**Description of the task**
Return every line of the entries below unchanged, character for character.

^^^^^^^^^^^^^^^^

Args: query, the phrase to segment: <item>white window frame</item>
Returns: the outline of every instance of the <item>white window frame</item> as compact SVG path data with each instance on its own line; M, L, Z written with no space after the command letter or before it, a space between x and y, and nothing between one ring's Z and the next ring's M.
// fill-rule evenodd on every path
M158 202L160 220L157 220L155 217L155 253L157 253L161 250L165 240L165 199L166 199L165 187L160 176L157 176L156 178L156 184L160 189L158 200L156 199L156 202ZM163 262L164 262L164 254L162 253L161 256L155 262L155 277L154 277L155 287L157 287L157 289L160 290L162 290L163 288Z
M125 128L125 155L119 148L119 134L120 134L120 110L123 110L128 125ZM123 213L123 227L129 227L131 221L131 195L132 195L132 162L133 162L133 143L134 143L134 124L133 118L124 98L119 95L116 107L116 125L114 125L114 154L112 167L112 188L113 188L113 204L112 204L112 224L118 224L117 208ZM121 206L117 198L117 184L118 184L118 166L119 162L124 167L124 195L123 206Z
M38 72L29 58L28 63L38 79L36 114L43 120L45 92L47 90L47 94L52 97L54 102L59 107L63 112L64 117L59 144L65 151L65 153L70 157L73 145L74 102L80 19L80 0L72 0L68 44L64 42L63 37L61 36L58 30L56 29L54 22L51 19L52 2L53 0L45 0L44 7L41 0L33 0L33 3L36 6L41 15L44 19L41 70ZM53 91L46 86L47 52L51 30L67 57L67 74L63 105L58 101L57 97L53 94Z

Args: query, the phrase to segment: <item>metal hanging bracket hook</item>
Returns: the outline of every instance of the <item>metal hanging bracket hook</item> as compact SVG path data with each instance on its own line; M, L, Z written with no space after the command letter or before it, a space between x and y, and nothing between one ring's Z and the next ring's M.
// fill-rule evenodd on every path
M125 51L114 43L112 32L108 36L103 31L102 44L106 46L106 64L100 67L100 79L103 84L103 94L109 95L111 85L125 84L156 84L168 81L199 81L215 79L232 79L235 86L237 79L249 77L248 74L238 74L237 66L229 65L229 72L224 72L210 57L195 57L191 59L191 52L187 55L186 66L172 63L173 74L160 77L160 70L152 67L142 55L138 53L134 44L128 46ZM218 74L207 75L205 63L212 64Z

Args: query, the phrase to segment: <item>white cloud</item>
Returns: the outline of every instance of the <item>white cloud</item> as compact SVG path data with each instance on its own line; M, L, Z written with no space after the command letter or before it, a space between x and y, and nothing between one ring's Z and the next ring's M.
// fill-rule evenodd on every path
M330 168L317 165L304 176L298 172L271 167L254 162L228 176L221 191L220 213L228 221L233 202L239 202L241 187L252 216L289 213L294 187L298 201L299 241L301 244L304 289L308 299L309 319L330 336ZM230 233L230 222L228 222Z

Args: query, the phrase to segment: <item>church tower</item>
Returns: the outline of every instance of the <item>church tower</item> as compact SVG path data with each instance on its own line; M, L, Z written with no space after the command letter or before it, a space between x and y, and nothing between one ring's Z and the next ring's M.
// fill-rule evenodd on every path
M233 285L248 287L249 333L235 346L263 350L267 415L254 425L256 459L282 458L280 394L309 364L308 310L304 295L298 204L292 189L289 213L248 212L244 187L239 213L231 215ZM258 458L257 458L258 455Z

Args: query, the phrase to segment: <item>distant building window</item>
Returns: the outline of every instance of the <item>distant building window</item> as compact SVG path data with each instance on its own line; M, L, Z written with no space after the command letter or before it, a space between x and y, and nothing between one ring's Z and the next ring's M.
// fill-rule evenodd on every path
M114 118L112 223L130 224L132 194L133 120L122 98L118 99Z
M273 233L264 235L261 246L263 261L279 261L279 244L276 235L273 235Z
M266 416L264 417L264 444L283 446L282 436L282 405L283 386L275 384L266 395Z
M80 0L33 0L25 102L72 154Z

^^^^^^^^^^^^^^^^

**Answer to this problem**
Args: query, the phrase to segment: <item>white window frame</item>
Returns: the outline of every instance of the <item>white window frame</item> as compact SVG path data with each instance on its own line; M, L, Z written with no space after the command letter or before it, a space between x and y, and nothing between one ring's Z and the next ring's M.
// fill-rule evenodd on every path
M158 202L160 220L157 220L155 217L155 253L157 253L161 250L165 240L165 199L166 199L165 187L160 176L157 176L156 178L156 184L160 189L158 200L156 199L156 202ZM163 262L164 262L164 254L162 253L161 256L155 262L155 277L154 277L155 287L157 287L157 289L160 290L162 290L163 288Z
M125 128L125 155L119 148L119 134L120 134L120 110L123 110L128 125ZM123 213L123 227L129 227L131 221L131 195L132 195L132 162L133 162L133 143L134 143L134 124L133 118L124 98L119 95L116 107L116 125L114 125L114 154L112 167L112 188L113 188L113 204L112 204L112 224L118 224L117 208ZM121 206L117 198L117 184L118 184L118 166L119 162L124 167L124 195L123 206Z
M38 72L29 58L28 63L38 79L36 114L43 120L45 92L47 90L47 94L52 97L54 102L59 107L63 112L64 117L59 144L65 151L65 153L70 157L73 145L74 102L80 19L80 0L72 0L68 44L64 42L63 37L61 36L58 30L56 29L54 22L51 19L52 2L53 0L45 0L44 7L41 0L33 0L33 3L36 6L41 15L44 19L41 70ZM53 91L46 86L47 52L51 30L67 57L67 74L63 105L58 101L57 97L53 94Z

Args: query, the phrase to segment: <item>metal hanging bracket hook</item>
Returns: the outline of every instance of the <item>metal hanging bracket hook</item> as compact SVG path data with each instance on its own line; M, L, Z written with no space after the command letter or before it, a space between x and y, and nothing between one ring's Z and the next ring's M.
// fill-rule evenodd on every path
M125 51L114 43L112 32L108 36L103 31L102 44L106 46L106 64L100 67L100 79L103 84L103 94L109 95L111 85L125 84L156 84L168 81L199 81L215 79L232 79L235 86L237 79L249 77L248 74L238 74L237 66L229 65L229 72L224 72L210 57L195 57L191 59L191 52L187 55L186 66L172 63L173 74L160 77L160 70L152 67L142 55L138 53L134 44L128 46ZM218 74L207 75L205 63L212 64Z

Args: query, the phrase to segment: <item>white cloud</item>
Returns: the outline of every instance of the <item>white cloud</item> as compact SVG path data with each instance on its own line; M, L, Z written with no space after the command letter or before it, a space between x and y, and nothing between one ring's Z and the next ring's M.
// fill-rule evenodd on every path
M330 168L317 165L304 176L298 172L271 167L254 162L228 176L221 191L220 213L228 221L233 202L239 202L241 187L252 216L289 213L294 187L298 201L299 241L301 244L304 289L308 299L309 319L330 336ZM230 233L230 222L228 222Z

Args: query, the phrase to segment: <item>church tower</item>
Returns: the outline of every instance of the <item>church tower</item> as compact SVG path data with each instance on its own line; M, L, Z written with no space after the command letter or before it, a space between x and y, and nothing between one ring's Z and the next ring's M.
// fill-rule evenodd on every path
M233 285L248 287L249 333L235 346L263 350L267 415L254 425L256 459L282 458L280 394L309 364L308 310L304 295L298 204L292 189L289 213L248 212L244 187L239 213L231 215ZM258 458L257 458L258 455Z

Args: query, the phrase to segment: <item>distant building window</item>
Returns: the outline of every instance of the <item>distant building window</item> as compact SVG path data with each instance on its own line; M, L, Z written with no space after the command letter or before it, a space between x and y, and nothing between one ring's Z and the next ring's M.
// fill-rule evenodd on every path
M114 118L112 223L130 224L132 194L133 120L122 98L118 99Z
M273 233L264 235L261 246L263 261L279 261L279 244L276 235L273 235Z
M266 416L264 417L264 444L283 446L282 436L282 405L283 386L275 384L266 395Z
M80 0L33 0L25 102L72 154Z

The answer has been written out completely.